## DATA SECTION
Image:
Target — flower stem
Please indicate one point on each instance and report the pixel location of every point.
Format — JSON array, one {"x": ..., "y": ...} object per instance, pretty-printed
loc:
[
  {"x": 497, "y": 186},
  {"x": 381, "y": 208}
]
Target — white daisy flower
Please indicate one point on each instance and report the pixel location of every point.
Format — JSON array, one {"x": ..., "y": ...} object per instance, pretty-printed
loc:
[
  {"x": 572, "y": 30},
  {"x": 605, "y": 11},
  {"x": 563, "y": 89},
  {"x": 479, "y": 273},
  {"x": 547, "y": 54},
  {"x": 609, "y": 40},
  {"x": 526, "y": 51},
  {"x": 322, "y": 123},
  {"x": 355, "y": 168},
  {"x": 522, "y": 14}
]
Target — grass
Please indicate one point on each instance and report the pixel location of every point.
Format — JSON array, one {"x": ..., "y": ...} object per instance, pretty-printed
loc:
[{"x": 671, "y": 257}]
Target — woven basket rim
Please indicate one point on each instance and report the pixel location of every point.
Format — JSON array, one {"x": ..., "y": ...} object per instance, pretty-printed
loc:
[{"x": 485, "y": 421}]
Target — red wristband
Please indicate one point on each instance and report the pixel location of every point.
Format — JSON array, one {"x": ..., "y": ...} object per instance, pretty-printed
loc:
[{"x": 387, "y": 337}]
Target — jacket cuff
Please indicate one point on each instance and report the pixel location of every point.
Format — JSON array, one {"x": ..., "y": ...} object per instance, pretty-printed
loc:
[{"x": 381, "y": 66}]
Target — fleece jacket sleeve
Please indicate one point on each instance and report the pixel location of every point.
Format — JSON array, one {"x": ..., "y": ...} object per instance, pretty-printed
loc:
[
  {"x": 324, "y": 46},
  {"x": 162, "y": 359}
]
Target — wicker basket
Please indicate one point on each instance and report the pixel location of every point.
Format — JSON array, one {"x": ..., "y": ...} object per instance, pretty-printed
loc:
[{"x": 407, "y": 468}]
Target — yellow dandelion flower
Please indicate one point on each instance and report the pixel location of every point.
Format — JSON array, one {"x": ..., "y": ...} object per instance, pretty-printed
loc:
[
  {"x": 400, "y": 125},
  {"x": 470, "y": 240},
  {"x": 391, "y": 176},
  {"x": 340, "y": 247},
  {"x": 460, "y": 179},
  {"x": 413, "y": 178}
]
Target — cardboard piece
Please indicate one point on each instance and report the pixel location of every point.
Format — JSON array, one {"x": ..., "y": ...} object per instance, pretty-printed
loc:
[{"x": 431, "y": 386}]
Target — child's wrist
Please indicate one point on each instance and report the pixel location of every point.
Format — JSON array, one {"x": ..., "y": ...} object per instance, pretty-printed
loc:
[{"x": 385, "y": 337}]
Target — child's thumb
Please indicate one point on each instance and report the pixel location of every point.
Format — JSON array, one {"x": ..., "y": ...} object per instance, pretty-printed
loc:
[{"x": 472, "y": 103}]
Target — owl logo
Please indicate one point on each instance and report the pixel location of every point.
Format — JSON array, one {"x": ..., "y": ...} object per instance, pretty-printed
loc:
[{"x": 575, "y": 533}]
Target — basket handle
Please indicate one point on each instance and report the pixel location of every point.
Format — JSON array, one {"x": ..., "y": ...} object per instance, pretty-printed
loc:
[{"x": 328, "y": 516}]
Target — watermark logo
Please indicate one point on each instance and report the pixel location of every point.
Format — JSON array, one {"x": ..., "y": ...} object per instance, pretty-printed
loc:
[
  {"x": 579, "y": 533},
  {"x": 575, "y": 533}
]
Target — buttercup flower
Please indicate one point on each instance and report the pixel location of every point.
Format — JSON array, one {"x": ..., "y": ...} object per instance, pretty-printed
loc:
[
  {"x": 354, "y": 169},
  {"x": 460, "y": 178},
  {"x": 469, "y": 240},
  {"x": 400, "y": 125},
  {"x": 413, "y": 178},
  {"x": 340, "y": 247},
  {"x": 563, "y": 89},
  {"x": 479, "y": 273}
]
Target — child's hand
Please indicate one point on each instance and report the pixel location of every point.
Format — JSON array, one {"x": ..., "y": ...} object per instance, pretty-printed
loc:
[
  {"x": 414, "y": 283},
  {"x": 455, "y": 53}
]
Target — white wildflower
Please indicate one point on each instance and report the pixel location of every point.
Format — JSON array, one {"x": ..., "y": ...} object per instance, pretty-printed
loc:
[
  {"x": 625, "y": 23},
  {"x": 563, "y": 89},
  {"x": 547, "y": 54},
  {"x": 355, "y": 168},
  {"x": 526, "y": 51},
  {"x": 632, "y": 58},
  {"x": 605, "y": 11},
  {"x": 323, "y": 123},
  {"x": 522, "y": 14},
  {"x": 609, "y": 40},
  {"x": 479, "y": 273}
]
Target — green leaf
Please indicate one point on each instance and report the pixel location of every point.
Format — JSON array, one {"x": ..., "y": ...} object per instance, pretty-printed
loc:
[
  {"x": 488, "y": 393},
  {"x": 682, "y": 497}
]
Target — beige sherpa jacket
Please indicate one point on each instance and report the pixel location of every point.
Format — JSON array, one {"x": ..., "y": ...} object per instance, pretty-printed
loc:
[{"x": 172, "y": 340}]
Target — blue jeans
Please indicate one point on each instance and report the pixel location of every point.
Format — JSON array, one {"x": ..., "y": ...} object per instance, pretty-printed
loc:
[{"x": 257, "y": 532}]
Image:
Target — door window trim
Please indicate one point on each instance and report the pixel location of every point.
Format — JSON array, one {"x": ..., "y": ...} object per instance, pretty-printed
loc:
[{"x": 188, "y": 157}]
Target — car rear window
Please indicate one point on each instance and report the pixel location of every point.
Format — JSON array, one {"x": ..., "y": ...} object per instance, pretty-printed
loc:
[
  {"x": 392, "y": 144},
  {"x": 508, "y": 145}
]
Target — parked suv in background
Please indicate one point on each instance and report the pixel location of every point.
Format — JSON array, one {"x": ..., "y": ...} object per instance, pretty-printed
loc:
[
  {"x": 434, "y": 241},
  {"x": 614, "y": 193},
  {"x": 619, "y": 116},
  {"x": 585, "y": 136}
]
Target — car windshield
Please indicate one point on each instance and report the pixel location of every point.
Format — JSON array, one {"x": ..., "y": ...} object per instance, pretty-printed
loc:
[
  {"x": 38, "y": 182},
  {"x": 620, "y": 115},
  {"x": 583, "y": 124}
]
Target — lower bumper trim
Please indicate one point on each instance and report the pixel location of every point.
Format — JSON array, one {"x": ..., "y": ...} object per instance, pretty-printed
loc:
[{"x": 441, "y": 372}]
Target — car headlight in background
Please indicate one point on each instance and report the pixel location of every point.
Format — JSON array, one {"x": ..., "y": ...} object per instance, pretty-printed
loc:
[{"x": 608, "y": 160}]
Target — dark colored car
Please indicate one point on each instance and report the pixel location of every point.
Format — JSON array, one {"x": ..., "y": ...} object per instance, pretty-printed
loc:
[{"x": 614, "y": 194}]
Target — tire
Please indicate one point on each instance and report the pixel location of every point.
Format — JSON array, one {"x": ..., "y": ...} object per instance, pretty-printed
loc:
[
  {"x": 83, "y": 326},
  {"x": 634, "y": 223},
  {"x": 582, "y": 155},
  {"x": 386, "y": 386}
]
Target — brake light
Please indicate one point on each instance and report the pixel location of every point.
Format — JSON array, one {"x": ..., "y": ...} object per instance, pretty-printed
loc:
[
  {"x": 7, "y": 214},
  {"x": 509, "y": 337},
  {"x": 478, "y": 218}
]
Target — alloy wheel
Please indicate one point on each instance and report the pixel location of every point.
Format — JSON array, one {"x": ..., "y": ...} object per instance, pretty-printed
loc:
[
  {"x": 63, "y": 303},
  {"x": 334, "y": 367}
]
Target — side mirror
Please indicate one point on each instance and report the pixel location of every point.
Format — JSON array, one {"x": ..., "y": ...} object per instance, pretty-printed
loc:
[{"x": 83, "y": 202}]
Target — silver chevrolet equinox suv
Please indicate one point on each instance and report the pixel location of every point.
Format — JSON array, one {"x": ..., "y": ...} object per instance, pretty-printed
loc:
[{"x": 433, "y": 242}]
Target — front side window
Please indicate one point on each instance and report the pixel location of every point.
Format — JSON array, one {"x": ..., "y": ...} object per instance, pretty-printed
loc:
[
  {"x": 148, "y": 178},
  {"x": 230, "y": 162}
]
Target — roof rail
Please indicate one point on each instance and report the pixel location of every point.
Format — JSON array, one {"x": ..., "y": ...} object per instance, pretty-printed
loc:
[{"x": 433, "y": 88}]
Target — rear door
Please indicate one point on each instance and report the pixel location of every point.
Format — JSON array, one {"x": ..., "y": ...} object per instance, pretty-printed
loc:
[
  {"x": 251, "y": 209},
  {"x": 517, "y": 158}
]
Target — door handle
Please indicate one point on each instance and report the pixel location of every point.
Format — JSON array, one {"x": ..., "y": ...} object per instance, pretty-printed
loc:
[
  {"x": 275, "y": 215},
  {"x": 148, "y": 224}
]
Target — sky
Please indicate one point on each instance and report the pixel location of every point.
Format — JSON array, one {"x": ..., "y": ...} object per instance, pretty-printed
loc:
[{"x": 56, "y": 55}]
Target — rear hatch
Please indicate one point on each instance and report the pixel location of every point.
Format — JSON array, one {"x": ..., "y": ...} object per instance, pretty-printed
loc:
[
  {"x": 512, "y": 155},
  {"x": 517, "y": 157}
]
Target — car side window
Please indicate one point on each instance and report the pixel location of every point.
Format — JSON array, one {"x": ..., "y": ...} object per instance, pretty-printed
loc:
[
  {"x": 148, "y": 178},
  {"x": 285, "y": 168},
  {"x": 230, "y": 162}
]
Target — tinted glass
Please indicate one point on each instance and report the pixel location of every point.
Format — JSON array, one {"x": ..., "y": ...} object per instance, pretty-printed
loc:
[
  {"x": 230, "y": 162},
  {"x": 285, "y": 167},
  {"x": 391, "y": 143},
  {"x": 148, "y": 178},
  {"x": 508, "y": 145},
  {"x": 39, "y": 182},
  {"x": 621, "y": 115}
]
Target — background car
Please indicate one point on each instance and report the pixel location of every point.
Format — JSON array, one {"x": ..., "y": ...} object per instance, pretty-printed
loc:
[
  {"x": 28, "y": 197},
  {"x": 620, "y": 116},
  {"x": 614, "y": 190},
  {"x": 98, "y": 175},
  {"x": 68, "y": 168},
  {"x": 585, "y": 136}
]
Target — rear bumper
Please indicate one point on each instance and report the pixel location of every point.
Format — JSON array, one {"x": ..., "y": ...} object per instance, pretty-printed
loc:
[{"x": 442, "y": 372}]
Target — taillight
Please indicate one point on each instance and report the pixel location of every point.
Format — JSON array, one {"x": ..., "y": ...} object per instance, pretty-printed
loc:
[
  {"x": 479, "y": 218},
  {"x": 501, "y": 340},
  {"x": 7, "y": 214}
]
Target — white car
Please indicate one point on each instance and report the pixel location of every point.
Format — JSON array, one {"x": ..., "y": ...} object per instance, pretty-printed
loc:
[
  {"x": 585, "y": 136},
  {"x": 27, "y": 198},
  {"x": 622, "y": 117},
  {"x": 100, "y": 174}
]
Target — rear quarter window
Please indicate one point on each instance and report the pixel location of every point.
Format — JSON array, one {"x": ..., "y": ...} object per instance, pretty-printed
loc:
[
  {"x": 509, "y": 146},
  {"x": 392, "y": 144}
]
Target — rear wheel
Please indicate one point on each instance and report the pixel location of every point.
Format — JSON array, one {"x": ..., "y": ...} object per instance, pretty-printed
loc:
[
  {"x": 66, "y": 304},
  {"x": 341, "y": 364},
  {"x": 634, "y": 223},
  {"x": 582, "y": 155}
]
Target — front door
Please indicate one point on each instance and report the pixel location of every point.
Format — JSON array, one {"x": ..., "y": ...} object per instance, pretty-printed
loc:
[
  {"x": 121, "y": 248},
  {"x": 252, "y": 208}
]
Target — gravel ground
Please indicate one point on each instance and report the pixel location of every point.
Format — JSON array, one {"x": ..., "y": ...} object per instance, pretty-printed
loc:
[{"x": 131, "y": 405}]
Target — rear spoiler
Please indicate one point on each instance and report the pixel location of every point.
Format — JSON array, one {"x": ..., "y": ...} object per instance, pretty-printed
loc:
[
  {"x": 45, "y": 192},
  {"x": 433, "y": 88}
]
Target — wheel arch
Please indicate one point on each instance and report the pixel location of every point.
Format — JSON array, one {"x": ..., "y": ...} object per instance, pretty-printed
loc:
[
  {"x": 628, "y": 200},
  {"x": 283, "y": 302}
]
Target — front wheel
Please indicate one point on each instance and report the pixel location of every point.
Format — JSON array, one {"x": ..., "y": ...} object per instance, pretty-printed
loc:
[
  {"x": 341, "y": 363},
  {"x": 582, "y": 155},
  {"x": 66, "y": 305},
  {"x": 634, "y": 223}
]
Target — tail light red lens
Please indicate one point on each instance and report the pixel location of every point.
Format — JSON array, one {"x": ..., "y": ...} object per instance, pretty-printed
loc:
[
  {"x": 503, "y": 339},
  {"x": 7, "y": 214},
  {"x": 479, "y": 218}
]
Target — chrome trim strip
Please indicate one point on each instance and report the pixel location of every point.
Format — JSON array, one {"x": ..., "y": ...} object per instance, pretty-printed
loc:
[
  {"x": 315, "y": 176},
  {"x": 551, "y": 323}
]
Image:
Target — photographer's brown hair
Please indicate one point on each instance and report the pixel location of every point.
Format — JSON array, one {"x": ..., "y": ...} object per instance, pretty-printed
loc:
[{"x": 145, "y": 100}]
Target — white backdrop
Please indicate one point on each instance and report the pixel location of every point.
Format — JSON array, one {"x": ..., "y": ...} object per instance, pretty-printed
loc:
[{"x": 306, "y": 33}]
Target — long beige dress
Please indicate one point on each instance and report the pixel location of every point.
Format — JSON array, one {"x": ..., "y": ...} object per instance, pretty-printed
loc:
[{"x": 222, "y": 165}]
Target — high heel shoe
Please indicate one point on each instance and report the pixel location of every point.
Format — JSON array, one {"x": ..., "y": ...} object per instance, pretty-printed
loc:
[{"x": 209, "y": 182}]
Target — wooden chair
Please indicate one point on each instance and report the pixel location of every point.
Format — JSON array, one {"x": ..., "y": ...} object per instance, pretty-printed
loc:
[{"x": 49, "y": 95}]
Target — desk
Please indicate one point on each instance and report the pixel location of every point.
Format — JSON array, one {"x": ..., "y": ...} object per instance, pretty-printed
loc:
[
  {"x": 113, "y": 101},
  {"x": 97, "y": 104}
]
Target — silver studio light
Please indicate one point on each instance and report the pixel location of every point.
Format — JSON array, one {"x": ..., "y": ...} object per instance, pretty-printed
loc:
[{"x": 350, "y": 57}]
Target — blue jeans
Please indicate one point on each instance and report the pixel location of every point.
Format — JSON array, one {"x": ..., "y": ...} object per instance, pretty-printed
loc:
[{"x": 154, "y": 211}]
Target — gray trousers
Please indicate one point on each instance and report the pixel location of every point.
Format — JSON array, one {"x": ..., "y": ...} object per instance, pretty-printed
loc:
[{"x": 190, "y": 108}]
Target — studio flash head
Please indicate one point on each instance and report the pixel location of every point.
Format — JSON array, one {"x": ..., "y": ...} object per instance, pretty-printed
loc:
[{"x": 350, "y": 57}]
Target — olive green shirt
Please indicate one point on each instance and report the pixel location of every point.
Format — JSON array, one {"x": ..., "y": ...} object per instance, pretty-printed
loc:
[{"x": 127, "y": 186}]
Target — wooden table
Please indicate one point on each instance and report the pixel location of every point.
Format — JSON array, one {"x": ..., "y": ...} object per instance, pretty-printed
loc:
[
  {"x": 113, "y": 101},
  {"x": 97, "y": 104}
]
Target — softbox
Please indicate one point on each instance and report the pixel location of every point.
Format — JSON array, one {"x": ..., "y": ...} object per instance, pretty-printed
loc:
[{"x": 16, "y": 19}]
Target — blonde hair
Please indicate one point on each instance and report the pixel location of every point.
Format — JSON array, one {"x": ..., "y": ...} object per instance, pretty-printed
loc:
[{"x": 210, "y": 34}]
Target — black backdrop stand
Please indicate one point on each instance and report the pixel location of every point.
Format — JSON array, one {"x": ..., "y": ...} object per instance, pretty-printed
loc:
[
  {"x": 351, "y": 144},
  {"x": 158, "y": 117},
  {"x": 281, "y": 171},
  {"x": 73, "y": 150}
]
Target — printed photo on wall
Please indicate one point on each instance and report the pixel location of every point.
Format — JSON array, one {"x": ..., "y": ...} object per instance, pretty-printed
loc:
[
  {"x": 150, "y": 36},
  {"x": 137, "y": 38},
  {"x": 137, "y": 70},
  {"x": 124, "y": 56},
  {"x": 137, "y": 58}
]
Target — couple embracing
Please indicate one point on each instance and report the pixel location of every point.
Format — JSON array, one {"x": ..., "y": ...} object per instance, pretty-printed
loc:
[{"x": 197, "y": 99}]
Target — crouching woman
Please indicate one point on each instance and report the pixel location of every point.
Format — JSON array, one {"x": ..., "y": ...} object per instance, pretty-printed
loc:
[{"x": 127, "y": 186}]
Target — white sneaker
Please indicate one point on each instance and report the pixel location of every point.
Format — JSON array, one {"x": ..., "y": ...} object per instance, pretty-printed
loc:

## PROBLEM DESCRIPTION
Repeat exactly the lines above from the line that contains "Target — crouching woman" through the end. Include both of these ends; leave out everything else.

## EXERCISE SOLUTION
Target — crouching woman
Please indicate one point on each instance and report the pixel location of every point.
Format — JSON array, one {"x": ..., "y": ...} object per instance, pretty-printed
loc:
[{"x": 127, "y": 186}]
Target — white sneaker
Please indicate one point on each instance and report the pixel location of every point.
Format — JSON array, one {"x": ..., "y": ...} object per instance, pretty-printed
loc:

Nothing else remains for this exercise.